[start of Extracted data]

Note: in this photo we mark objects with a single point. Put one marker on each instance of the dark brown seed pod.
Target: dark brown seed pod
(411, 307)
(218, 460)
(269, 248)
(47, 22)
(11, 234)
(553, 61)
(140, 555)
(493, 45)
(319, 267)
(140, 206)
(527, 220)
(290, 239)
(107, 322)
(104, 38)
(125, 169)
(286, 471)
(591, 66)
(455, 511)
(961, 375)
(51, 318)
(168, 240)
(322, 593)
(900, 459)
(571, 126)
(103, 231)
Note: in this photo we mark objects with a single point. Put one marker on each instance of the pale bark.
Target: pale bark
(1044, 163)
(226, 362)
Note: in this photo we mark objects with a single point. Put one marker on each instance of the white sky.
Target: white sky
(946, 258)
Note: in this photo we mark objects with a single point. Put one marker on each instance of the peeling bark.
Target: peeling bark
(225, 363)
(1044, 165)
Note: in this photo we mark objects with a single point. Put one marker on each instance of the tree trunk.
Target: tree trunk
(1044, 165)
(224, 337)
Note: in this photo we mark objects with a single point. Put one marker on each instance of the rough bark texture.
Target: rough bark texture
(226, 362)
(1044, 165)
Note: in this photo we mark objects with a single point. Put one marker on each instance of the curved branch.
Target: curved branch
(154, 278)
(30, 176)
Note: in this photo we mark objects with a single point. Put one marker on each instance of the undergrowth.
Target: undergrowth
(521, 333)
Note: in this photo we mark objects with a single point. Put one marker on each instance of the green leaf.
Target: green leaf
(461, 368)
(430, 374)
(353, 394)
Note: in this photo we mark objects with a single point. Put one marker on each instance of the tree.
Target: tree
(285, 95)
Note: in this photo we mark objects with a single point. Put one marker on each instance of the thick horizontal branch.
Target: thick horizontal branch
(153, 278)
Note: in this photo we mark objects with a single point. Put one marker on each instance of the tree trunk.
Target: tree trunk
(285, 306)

[end of Extracted data]

#### [Given instruction]
Render the records above as a Markdown table with two columns, Row and Entry. Number each line in order and leave out blank lines.

#### [In response]
| Row | Entry |
|---|---|
| 1 | Note: in this photo we mark objects with a single point. Put one marker on each instance of the dark brown seed pod. |
| 2 | Target: dark brown seed pod |
| 3 | (411, 307) |
| 4 | (218, 460) |
| 5 | (269, 248) |
| 6 | (47, 22) |
| 7 | (11, 234) |
| 8 | (553, 61) |
| 9 | (140, 555) |
| 10 | (493, 45) |
| 11 | (319, 267) |
| 12 | (140, 206) |
| 13 | (527, 220) |
| 14 | (290, 239) |
| 15 | (107, 322) |
| 16 | (104, 38) |
| 17 | (125, 169) |
| 18 | (286, 471) |
| 19 | (591, 66) |
| 20 | (455, 511) |
| 21 | (961, 375) |
| 22 | (51, 318) |
| 23 | (168, 240) |
| 24 | (322, 593) |
| 25 | (900, 459) |
| 26 | (571, 126) |
| 27 | (103, 231) |
| 28 | Note: in this photo we mark objects with a single point. Put one marker on each instance of the pale bark. |
| 29 | Target: pale bark |
| 30 | (1044, 163) |
| 31 | (226, 362) |
| 32 | Note: in this photo we mark objects with a single point. Put one marker on each instance of the white sky. |
| 33 | Target: white sky |
| 34 | (946, 258) |
| 35 | Note: in this photo we mark objects with a single point. Put one marker on each instance of the peeling bark. |
| 36 | Target: peeling bark |
| 37 | (225, 363) |
| 38 | (1044, 165) |
| 39 | Note: in this photo we mark objects with a single point. Put one marker on each instance of the tree trunk. |
| 40 | Target: tree trunk |
| 41 | (1044, 165) |
| 42 | (224, 337) |
| 43 | Note: in this photo we mark objects with a single point. Put one marker on each instance of the rough bark texture. |
| 44 | Target: rough bark texture |
| 45 | (226, 362) |
| 46 | (1044, 165) |
| 47 | Note: in this photo we mark objects with a single point. Put one marker on each instance of the curved branch. |
| 48 | Target: curved branch |
| 49 | (154, 278) |
| 50 | (30, 176) |
| 51 | Note: in this photo we mark objects with a single point. Put one marker on each instance of the undergrowth. |
| 52 | Target: undergrowth |
| 53 | (521, 333) |
| 54 | Note: in this photo we mark objects with a single point. Put one marker on each instance of the green leaf. |
| 55 | Target: green leaf |
| 56 | (461, 368) |
| 57 | (430, 374) |
| 58 | (353, 394) |
| 59 | Note: in this photo we mark objects with a single point. Put one marker on each instance of the tree. |
| 60 | Target: tree |
| 61 | (285, 95) |
| 62 | Note: in this photo we mark objects with a single point. Put one marker on each instance of the thick horizontal branch. |
| 63 | Target: thick horizontal branch |
| 64 | (153, 278) |
| 65 | Note: in this photo we mark objects with a single point. Put one marker on each instance of the tree trunk. |
| 66 | Target: tree trunk |
| 67 | (285, 306) |